- _Task brief_: Update the lines below by replacing each "wildlife count" with "animal survey" and changing nothing else. Leave the pictures out of your answer.

[Image location labeling entries]

** begin **

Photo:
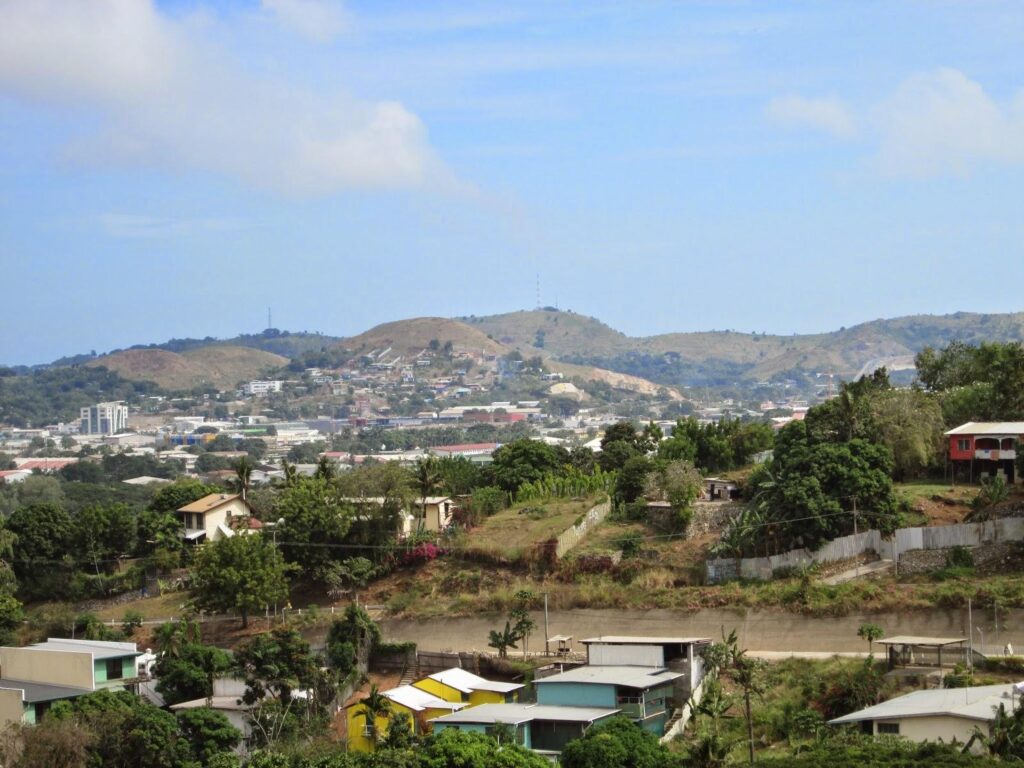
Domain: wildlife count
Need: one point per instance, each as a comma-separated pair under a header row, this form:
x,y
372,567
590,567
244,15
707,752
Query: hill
x,y
720,357
410,337
218,366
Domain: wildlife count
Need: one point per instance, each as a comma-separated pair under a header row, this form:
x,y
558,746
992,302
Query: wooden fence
x,y
904,540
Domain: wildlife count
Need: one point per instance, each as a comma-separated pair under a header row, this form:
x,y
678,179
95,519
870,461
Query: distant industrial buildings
x,y
103,418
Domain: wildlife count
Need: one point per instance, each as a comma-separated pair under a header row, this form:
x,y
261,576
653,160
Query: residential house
x,y
986,449
421,706
645,694
541,728
940,715
461,685
226,699
675,653
216,516
34,677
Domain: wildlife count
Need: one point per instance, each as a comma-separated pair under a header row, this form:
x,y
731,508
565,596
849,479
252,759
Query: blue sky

** end **

- _Reply to the task_:
Photo:
Domain: animal survey
Need: one point per instance, each as a comma-separated pair under a header row, this form:
x,y
372,567
590,567
244,15
707,752
Query: hill
x,y
720,357
410,337
218,366
Domain: animal survey
Need: one point per instance, each as a comma-separated pair under a header row, this form:
x,y
558,746
992,302
Query: wooden fence
x,y
904,540
Domain: animal survey
Need: one point per instance, each as a comma-separated pair under a header row, this form:
x,y
678,179
95,519
870,461
Query: distant industrial buildings
x,y
103,418
Domain: animal survey
Need: one point per instance, each as a comma-separated pair under a header row, this form:
x,y
261,576
653,160
Query: residential house
x,y
986,449
421,706
645,694
541,728
940,715
461,685
226,699
675,653
216,516
34,677
Domain: animal survey
Need: one point per instance, each as a comma-separated pair under a header row, this form:
x,y
731,508
565,596
849,479
252,759
Query: blue sky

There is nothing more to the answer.